§ **Work to complete**: The answer must be a word-for-word copy of the records below, with every picture left out.

(Annotated photo localization data)
______________________________

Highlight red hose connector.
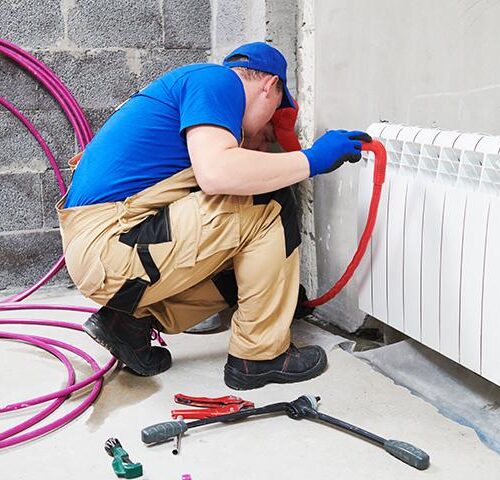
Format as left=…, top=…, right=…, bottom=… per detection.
left=303, top=140, right=387, bottom=308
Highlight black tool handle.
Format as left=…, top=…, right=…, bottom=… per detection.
left=316, top=411, right=386, bottom=446
left=141, top=420, right=188, bottom=444
left=384, top=439, right=430, bottom=470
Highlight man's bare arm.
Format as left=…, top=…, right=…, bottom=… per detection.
left=186, top=125, right=309, bottom=195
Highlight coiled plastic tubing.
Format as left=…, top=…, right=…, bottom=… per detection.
left=0, top=39, right=117, bottom=449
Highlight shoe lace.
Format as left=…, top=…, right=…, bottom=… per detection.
left=150, top=328, right=167, bottom=347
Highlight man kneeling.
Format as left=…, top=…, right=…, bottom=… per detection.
left=57, top=42, right=371, bottom=389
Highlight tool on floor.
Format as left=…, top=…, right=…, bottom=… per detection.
left=172, top=426, right=183, bottom=455
left=105, top=438, right=143, bottom=479
left=171, top=393, right=255, bottom=419
left=171, top=413, right=184, bottom=455
left=169, top=394, right=254, bottom=455
left=141, top=395, right=430, bottom=470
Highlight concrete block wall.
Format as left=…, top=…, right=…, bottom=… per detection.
left=0, top=0, right=210, bottom=293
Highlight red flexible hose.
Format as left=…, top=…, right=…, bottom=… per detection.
left=303, top=140, right=387, bottom=308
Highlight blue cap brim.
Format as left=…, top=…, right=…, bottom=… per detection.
left=279, top=84, right=295, bottom=109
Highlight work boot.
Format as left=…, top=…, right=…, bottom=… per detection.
left=224, top=344, right=327, bottom=390
left=82, top=307, right=171, bottom=376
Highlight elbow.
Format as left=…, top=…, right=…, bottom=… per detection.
left=195, top=170, right=224, bottom=196
left=200, top=183, right=219, bottom=196
left=192, top=152, right=234, bottom=195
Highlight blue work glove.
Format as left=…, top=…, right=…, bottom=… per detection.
left=302, top=130, right=372, bottom=177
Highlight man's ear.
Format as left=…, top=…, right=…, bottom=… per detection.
left=263, top=75, right=280, bottom=96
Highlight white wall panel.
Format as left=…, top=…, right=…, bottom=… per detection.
left=386, top=176, right=407, bottom=331
left=439, top=189, right=466, bottom=362
left=414, top=128, right=440, bottom=146
left=421, top=185, right=445, bottom=350
left=459, top=195, right=489, bottom=373
left=474, top=136, right=500, bottom=155
left=371, top=179, right=389, bottom=323
left=403, top=179, right=425, bottom=340
left=482, top=197, right=500, bottom=384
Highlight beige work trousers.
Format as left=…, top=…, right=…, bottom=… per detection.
left=57, top=165, right=301, bottom=359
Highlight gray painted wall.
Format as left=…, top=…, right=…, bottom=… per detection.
left=312, top=0, right=500, bottom=331
left=0, top=0, right=210, bottom=293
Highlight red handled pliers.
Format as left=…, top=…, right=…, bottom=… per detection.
left=171, top=394, right=255, bottom=420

______________________________

§ **Response to the exercise**:
Highlight red hose connector.
Format as left=…, top=…, right=…, bottom=… per detection.
left=303, top=140, right=387, bottom=308
Highlight black tool handle.
Format as left=…, top=…, right=…, bottom=… per detection.
left=316, top=411, right=386, bottom=446
left=141, top=420, right=188, bottom=444
left=384, top=439, right=430, bottom=470
Highlight man's bare arm.
Format as left=…, top=…, right=…, bottom=… per detection.
left=186, top=125, right=309, bottom=195
Highlight coiled plastic tubing.
Format as left=…, top=…, right=…, bottom=… per detection.
left=0, top=39, right=117, bottom=449
Highlight shoe lace.
Format as left=…, top=…, right=…, bottom=… per detection.
left=150, top=328, right=167, bottom=347
Highlight man kneeling.
Format as left=…, top=…, right=…, bottom=… per detection.
left=57, top=42, right=371, bottom=389
Highlight tool on floor.
Format as left=…, top=…, right=…, bottom=… per detection.
left=172, top=426, right=183, bottom=455
left=105, top=438, right=143, bottom=479
left=171, top=393, right=255, bottom=419
left=171, top=413, right=184, bottom=455
left=169, top=394, right=254, bottom=455
left=141, top=395, right=430, bottom=470
Highlight concrete block wall.
Format as left=…, top=…, right=…, bottom=… per detection.
left=0, top=0, right=210, bottom=293
Highlight red flexible hose.
Format as left=…, top=…, right=…, bottom=… per detection.
left=303, top=140, right=387, bottom=308
Highlight blue cap brim.
Format as left=…, top=…, right=…, bottom=… per detection.
left=279, top=84, right=295, bottom=109
Highlight work boot.
Format as left=…, top=…, right=…, bottom=… per detection.
left=224, top=344, right=327, bottom=390
left=82, top=307, right=171, bottom=376
Highlight elbow.
Format as left=…, top=…, right=…, bottom=… per detection.
left=195, top=170, right=224, bottom=196
left=200, top=183, right=219, bottom=196
left=192, top=152, right=234, bottom=195
Highlight blue work glove.
Format as left=…, top=…, right=…, bottom=… per detection.
left=302, top=130, right=372, bottom=177
Highlight man's ear.
Format as left=…, top=…, right=…, bottom=… per detection.
left=263, top=75, right=280, bottom=96
Highlight white wall panel.
Format as left=…, top=…, right=…, bottom=… per detection.
left=386, top=176, right=407, bottom=331
left=439, top=189, right=466, bottom=362
left=414, top=128, right=440, bottom=146
left=421, top=185, right=445, bottom=350
left=459, top=195, right=489, bottom=373
left=474, top=136, right=500, bottom=155
left=371, top=179, right=389, bottom=323
left=403, top=179, right=425, bottom=340
left=482, top=197, right=500, bottom=384
Highlight beige work trousers.
Format as left=…, top=…, right=…, bottom=… per detection.
left=57, top=165, right=301, bottom=359
Highlight gray painted wall.
Format as left=…, top=…, right=…, bottom=… per detection.
left=312, top=0, right=500, bottom=331
left=0, top=0, right=210, bottom=293
Highlight red handled pliers.
Format as left=…, top=…, right=…, bottom=… per detection.
left=171, top=394, right=255, bottom=420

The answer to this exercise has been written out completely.